▶ _PROBLEM DESCRIPTION_:
Below are some records. Pull every line that contains the word "outline".

▶ _INFORMATION SHOWN_:
================================
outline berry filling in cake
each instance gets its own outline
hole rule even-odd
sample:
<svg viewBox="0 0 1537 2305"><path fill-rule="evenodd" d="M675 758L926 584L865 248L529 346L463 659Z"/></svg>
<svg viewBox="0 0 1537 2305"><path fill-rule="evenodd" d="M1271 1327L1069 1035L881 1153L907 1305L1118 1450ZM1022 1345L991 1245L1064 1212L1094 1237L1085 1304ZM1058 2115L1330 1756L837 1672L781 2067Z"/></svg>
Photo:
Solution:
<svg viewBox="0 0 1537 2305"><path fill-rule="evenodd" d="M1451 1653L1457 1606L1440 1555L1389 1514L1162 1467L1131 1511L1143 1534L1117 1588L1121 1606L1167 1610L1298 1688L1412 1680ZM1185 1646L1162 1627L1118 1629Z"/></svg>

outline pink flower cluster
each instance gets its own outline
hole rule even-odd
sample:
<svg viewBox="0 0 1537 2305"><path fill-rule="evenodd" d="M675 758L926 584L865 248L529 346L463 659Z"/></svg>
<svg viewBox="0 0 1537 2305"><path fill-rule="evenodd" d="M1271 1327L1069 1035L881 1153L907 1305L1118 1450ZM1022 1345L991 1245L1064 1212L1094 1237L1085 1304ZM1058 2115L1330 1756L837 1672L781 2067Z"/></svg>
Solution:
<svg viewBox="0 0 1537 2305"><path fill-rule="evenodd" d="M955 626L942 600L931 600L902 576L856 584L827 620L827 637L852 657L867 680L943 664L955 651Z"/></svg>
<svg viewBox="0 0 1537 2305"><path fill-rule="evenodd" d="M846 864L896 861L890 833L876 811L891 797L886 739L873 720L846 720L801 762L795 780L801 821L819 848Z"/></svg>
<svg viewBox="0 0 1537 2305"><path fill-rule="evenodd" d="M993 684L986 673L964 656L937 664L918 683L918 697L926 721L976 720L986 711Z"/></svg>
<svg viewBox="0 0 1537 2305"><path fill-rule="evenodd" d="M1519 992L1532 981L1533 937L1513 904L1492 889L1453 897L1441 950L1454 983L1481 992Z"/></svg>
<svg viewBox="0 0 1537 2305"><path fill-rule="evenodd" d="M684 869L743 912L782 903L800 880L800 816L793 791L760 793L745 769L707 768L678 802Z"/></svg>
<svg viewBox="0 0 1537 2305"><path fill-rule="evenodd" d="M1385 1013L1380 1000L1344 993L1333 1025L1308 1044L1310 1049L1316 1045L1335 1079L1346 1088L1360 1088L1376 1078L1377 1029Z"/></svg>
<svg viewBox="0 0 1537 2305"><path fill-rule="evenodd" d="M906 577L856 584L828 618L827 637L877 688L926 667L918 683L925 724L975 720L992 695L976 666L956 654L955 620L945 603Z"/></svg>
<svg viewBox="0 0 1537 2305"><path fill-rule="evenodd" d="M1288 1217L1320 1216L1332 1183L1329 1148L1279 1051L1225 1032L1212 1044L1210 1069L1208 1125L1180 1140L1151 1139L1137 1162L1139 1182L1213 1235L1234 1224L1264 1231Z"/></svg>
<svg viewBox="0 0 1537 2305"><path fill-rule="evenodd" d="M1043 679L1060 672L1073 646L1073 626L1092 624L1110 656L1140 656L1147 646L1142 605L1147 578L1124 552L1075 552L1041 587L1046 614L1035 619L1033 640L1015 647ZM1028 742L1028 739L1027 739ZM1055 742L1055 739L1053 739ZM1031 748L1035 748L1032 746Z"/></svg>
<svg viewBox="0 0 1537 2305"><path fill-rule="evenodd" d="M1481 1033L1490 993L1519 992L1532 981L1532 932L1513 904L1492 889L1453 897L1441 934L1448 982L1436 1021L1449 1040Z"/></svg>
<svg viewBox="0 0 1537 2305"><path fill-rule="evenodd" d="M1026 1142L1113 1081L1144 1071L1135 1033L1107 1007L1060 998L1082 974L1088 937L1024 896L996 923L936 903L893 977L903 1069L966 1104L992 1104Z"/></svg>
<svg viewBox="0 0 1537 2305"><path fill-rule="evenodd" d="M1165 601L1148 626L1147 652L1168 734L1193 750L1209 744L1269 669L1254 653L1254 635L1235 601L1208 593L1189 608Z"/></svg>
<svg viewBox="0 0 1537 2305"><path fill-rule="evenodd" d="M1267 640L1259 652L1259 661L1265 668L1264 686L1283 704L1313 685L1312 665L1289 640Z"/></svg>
================================
▶ _TASK SOLUTION_:
outline berry filling in cake
each instance gets its own outline
outline pink flower cluster
each instance gets its own outline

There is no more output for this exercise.